>> begin Given entries

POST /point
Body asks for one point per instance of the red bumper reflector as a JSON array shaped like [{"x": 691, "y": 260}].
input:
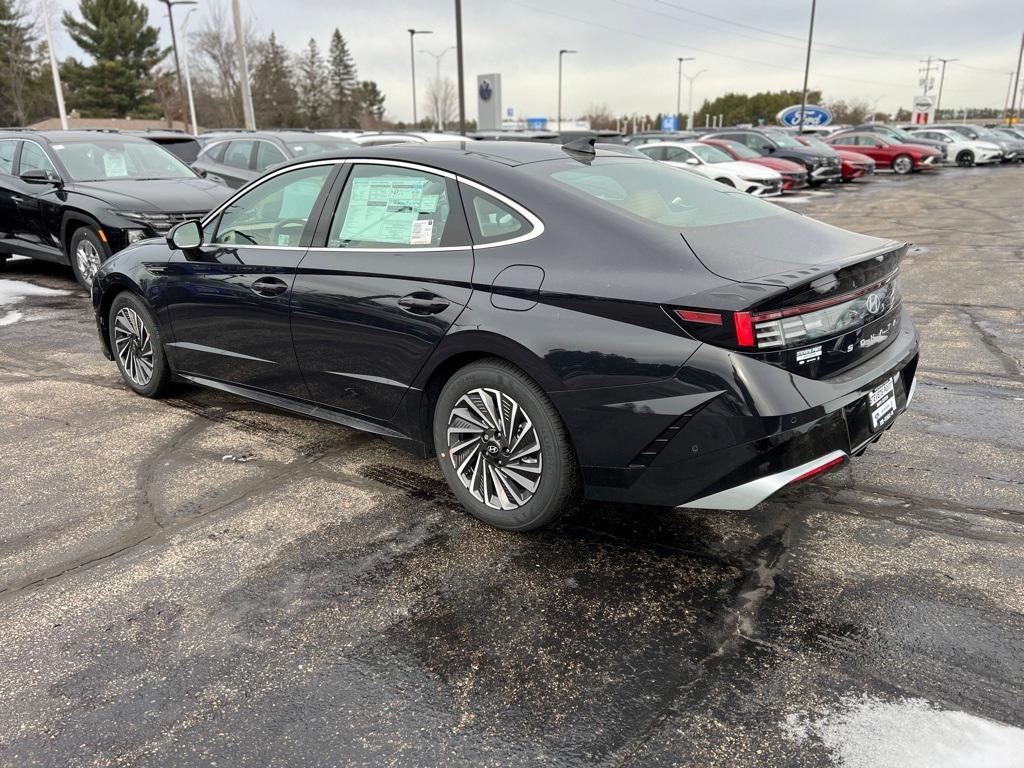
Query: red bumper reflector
[
  {"x": 744, "y": 329},
  {"x": 818, "y": 470},
  {"x": 709, "y": 318}
]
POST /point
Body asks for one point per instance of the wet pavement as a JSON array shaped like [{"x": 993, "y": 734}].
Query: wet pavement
[{"x": 201, "y": 581}]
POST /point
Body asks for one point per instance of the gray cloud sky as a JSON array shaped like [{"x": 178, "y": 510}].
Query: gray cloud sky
[{"x": 863, "y": 49}]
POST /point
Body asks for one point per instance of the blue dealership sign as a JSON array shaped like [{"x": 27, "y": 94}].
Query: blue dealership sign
[{"x": 812, "y": 116}]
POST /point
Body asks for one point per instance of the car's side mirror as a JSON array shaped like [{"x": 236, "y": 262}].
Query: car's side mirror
[
  {"x": 39, "y": 176},
  {"x": 186, "y": 236}
]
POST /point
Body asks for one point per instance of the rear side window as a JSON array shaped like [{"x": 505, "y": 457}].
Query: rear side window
[
  {"x": 491, "y": 220},
  {"x": 7, "y": 156},
  {"x": 238, "y": 154},
  {"x": 657, "y": 193}
]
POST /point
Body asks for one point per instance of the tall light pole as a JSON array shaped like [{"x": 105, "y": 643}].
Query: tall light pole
[
  {"x": 174, "y": 39},
  {"x": 240, "y": 49},
  {"x": 689, "y": 107},
  {"x": 437, "y": 78},
  {"x": 807, "y": 66},
  {"x": 561, "y": 53},
  {"x": 184, "y": 56},
  {"x": 942, "y": 78},
  {"x": 679, "y": 86},
  {"x": 412, "y": 59},
  {"x": 57, "y": 88}
]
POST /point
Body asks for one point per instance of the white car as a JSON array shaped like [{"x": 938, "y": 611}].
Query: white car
[
  {"x": 961, "y": 150},
  {"x": 711, "y": 162}
]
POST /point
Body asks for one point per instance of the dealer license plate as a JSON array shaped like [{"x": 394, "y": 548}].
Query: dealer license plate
[{"x": 883, "y": 402}]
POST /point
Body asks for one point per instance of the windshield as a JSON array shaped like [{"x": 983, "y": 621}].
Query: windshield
[
  {"x": 110, "y": 159},
  {"x": 657, "y": 193},
  {"x": 783, "y": 139},
  {"x": 709, "y": 154},
  {"x": 317, "y": 145}
]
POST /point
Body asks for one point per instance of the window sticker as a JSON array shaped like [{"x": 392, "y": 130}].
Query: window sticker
[
  {"x": 423, "y": 232},
  {"x": 383, "y": 210},
  {"x": 115, "y": 165}
]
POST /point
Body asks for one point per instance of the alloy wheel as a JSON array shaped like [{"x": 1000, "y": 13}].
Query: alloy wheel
[
  {"x": 134, "y": 346},
  {"x": 88, "y": 260},
  {"x": 495, "y": 449}
]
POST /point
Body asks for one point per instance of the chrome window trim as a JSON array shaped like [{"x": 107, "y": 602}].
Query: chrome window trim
[{"x": 535, "y": 221}]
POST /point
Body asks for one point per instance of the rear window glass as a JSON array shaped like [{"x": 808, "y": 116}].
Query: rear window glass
[{"x": 658, "y": 193}]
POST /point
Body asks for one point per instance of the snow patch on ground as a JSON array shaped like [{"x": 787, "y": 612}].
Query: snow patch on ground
[
  {"x": 13, "y": 292},
  {"x": 866, "y": 732}
]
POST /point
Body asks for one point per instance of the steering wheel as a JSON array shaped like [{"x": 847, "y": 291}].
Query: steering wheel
[{"x": 276, "y": 231}]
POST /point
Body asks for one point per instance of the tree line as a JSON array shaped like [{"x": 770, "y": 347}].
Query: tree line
[{"x": 128, "y": 74}]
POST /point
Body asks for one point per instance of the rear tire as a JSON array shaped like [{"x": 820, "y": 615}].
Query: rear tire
[
  {"x": 902, "y": 165},
  {"x": 137, "y": 346},
  {"x": 513, "y": 465},
  {"x": 86, "y": 252},
  {"x": 965, "y": 159}
]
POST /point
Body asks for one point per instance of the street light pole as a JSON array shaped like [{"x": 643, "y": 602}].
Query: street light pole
[
  {"x": 561, "y": 53},
  {"x": 57, "y": 88},
  {"x": 437, "y": 78},
  {"x": 174, "y": 40},
  {"x": 807, "y": 66},
  {"x": 184, "y": 51},
  {"x": 679, "y": 86},
  {"x": 689, "y": 107},
  {"x": 942, "y": 79},
  {"x": 412, "y": 59}
]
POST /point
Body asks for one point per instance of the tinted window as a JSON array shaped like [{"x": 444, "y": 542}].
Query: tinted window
[
  {"x": 492, "y": 220},
  {"x": 274, "y": 213},
  {"x": 7, "y": 156},
  {"x": 103, "y": 159},
  {"x": 657, "y": 193},
  {"x": 34, "y": 159},
  {"x": 390, "y": 207},
  {"x": 238, "y": 153},
  {"x": 267, "y": 155}
]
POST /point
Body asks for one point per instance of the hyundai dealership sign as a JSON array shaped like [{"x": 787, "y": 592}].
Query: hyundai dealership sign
[{"x": 812, "y": 116}]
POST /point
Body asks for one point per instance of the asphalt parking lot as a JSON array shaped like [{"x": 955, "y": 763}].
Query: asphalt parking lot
[{"x": 201, "y": 581}]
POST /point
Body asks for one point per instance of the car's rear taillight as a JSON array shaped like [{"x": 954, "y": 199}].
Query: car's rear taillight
[{"x": 788, "y": 327}]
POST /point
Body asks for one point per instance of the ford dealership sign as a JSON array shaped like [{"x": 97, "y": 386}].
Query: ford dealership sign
[{"x": 812, "y": 116}]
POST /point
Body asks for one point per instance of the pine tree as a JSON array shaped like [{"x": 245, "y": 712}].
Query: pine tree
[
  {"x": 274, "y": 96},
  {"x": 314, "y": 91},
  {"x": 125, "y": 50},
  {"x": 344, "y": 83},
  {"x": 372, "y": 103}
]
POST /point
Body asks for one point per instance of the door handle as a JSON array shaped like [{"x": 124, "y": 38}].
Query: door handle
[
  {"x": 423, "y": 303},
  {"x": 268, "y": 287}
]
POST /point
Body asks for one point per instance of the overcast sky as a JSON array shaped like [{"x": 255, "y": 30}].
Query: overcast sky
[{"x": 866, "y": 49}]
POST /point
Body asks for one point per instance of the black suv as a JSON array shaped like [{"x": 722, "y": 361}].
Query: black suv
[
  {"x": 78, "y": 197},
  {"x": 821, "y": 166},
  {"x": 236, "y": 158}
]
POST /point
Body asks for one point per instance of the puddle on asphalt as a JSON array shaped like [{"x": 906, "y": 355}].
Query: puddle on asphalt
[
  {"x": 866, "y": 732},
  {"x": 13, "y": 292}
]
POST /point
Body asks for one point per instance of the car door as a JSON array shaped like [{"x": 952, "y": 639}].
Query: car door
[
  {"x": 228, "y": 300},
  {"x": 391, "y": 274},
  {"x": 37, "y": 205}
]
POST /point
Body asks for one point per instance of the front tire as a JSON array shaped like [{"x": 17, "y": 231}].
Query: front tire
[
  {"x": 965, "y": 159},
  {"x": 86, "y": 253},
  {"x": 902, "y": 165},
  {"x": 137, "y": 346},
  {"x": 503, "y": 448}
]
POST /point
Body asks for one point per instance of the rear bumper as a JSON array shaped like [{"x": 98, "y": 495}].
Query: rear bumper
[{"x": 731, "y": 450}]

>> end Given entries

• **Problem statement**: Quote the preceding listing precisely and completely, omitting its images.

• **Result of the exercise**:
POST /point
Body asks for one point per instance of the red bumper reflector as a JSON array shaped like [{"x": 691, "y": 260}].
input:
Query: red bumper reflector
[
  {"x": 744, "y": 329},
  {"x": 818, "y": 470},
  {"x": 709, "y": 318}
]
POST /point
Body asks for one point per instance of the wet pavement as a JSON array shaped like [{"x": 993, "y": 734}].
Query: wet pavement
[{"x": 201, "y": 581}]
POST /point
Body asks for one point per instance of the gray cloud sky as a JSON array shaped like [{"x": 178, "y": 510}].
Query: gray cloud sky
[{"x": 863, "y": 49}]
POST /point
Body asks for one point per instance of the blue dealership sign as a JSON array shaped like [{"x": 27, "y": 94}].
Query: blue dealership sign
[{"x": 812, "y": 116}]
POST /point
Body asks for one point per instance of the car's side mirror as a JSON array shaped like [{"x": 236, "y": 262}].
Query: car's side mirror
[
  {"x": 39, "y": 176},
  {"x": 186, "y": 236}
]
POST /point
Body asks for one point per instance of the rear side window as a JSON array shaped like [{"x": 505, "y": 457}].
Query: rear side window
[
  {"x": 491, "y": 220},
  {"x": 7, "y": 156},
  {"x": 238, "y": 154},
  {"x": 657, "y": 193}
]
POST /point
Body asks for one point per instance of the tall light pole as a JSON array shaped like [{"x": 105, "y": 643}].
Query: tall light pole
[
  {"x": 174, "y": 39},
  {"x": 240, "y": 49},
  {"x": 689, "y": 107},
  {"x": 437, "y": 78},
  {"x": 807, "y": 66},
  {"x": 561, "y": 53},
  {"x": 184, "y": 56},
  {"x": 942, "y": 78},
  {"x": 679, "y": 86},
  {"x": 412, "y": 59},
  {"x": 57, "y": 88}
]
POST /point
Body asks for one point per instance of the white car as a JSON array shaped like [{"x": 938, "y": 611}].
Query: white car
[
  {"x": 961, "y": 150},
  {"x": 711, "y": 162}
]
POST /point
Body asks for one point per instance of the dealer license plate as a JSON array shaped like [{"x": 394, "y": 548}].
Query: dealer license plate
[{"x": 883, "y": 402}]
POST /point
Body asks for one point per instance of the windshield as a JSON array shaped like [{"x": 983, "y": 621}].
Query: windshield
[
  {"x": 110, "y": 159},
  {"x": 657, "y": 193},
  {"x": 783, "y": 139},
  {"x": 709, "y": 154},
  {"x": 317, "y": 145}
]
POST /point
Body asks for one point per instance of the window sticker as a JSON array shaped like [{"x": 392, "y": 130}].
Query: window sticker
[
  {"x": 423, "y": 232},
  {"x": 383, "y": 210},
  {"x": 115, "y": 165}
]
POST /point
Body asks for one point per instance of the alloy wheel as a JSON array shaped like [{"x": 1000, "y": 13}].
Query: alloy wheel
[
  {"x": 134, "y": 346},
  {"x": 88, "y": 260},
  {"x": 495, "y": 449}
]
POST /point
Body asks for one point per instance of the chrome window trim as a JSON array shaped like [{"x": 107, "y": 602}].
Query: chrome window trim
[{"x": 535, "y": 221}]
POST /point
Body asks for one point per instance of the rear window glass as a JSON array shaped like [{"x": 808, "y": 116}].
Query: rear window glass
[{"x": 658, "y": 193}]
POST /point
Body asks for one point per instance of the snow patch on ground as a JSON array shaped like [{"x": 787, "y": 612}].
Query: snow patch on ground
[
  {"x": 13, "y": 292},
  {"x": 866, "y": 732}
]
POST /point
Body asks for one point per instance of the steering wheel as a JSON array shaped like [{"x": 847, "y": 291}].
Query: steering wheel
[{"x": 276, "y": 231}]
POST /point
Body asks for one point per instance of the tree line as a JSON array shaped like [{"x": 770, "y": 347}].
Query: tree line
[{"x": 128, "y": 74}]
POST /point
Body asks for one point per instance of the rear tire as a JSON array shaped like [{"x": 820, "y": 615}].
Query: rear tire
[
  {"x": 902, "y": 165},
  {"x": 137, "y": 346},
  {"x": 513, "y": 465},
  {"x": 86, "y": 252},
  {"x": 965, "y": 159}
]
POST /point
Body asks for one point per instance of the street light pole as a JSON array shaped like [{"x": 643, "y": 602}].
Query: street light pole
[
  {"x": 561, "y": 53},
  {"x": 57, "y": 88},
  {"x": 437, "y": 78},
  {"x": 174, "y": 40},
  {"x": 807, "y": 66},
  {"x": 184, "y": 51},
  {"x": 679, "y": 86},
  {"x": 689, "y": 107},
  {"x": 942, "y": 79},
  {"x": 412, "y": 59}
]
POST /point
Body asks for one point per instance of the tinted window as a JSON array shaped like [{"x": 444, "y": 542}].
Query: tinted window
[
  {"x": 492, "y": 220},
  {"x": 274, "y": 213},
  {"x": 7, "y": 156},
  {"x": 103, "y": 159},
  {"x": 657, "y": 193},
  {"x": 34, "y": 159},
  {"x": 390, "y": 207},
  {"x": 238, "y": 153},
  {"x": 267, "y": 155}
]
POST /point
Body asks for one point per instance of the hyundai dealership sign as a JSON array shaped like [{"x": 787, "y": 592}].
Query: hyundai dealership sign
[{"x": 812, "y": 116}]
POST /point
Body asks for one point per instance of the asphalt parking lot as a JSON array shaped like [{"x": 955, "y": 763}].
Query: asphalt parking lot
[{"x": 201, "y": 581}]
POST /point
Body asks for one point per instance of the car's rear taillight as a JSON array shaped like [{"x": 954, "y": 199}].
Query: car's rear taillight
[{"x": 788, "y": 327}]
POST /point
Body asks for one point per instance of the ford dealership sign as a JSON array shaped like [{"x": 97, "y": 386}].
Query: ford dealership sign
[{"x": 812, "y": 116}]
POST /point
Body asks for one point per instance of the pine tree as a JSON array shaped like [{"x": 245, "y": 712}].
Query: pine tree
[
  {"x": 274, "y": 96},
  {"x": 314, "y": 91},
  {"x": 125, "y": 50},
  {"x": 344, "y": 83},
  {"x": 372, "y": 103}
]
POST /point
Body asks for one point per instance of the door handle as a JSON array shaped like [{"x": 124, "y": 38}].
Query: door handle
[
  {"x": 423, "y": 303},
  {"x": 268, "y": 287}
]
POST /point
Body asks for one point per instance of the overcast sky as a JSON array shaped like [{"x": 255, "y": 30}].
Query: overcast sky
[{"x": 866, "y": 49}]
POST /point
Body asks for one point per instance of the black suv as a JSON array shaped like [{"x": 722, "y": 361}].
Query: black suv
[
  {"x": 78, "y": 197},
  {"x": 821, "y": 166},
  {"x": 236, "y": 158}
]
POST /point
Body asks for one point per instance of the puddle on asphalt as a JSON array shaped like [{"x": 906, "y": 355}].
Query: puddle on asphalt
[
  {"x": 866, "y": 732},
  {"x": 13, "y": 292}
]
POST /point
Body asks for one point per instance of the car door as a JSON array shaped like [{"x": 952, "y": 639}].
Query: car door
[
  {"x": 228, "y": 300},
  {"x": 391, "y": 274},
  {"x": 37, "y": 205}
]
POST /point
Body asks for one point per instance of the front tire as a JSON array shaped like [{"x": 17, "y": 231}].
Query: front tire
[
  {"x": 965, "y": 159},
  {"x": 86, "y": 253},
  {"x": 902, "y": 165},
  {"x": 137, "y": 346},
  {"x": 503, "y": 448}
]
POST /point
Body asks for one point per instance of the rear bumper as a JSON array shaped like [{"x": 98, "y": 495}].
Query: rear bumper
[{"x": 731, "y": 450}]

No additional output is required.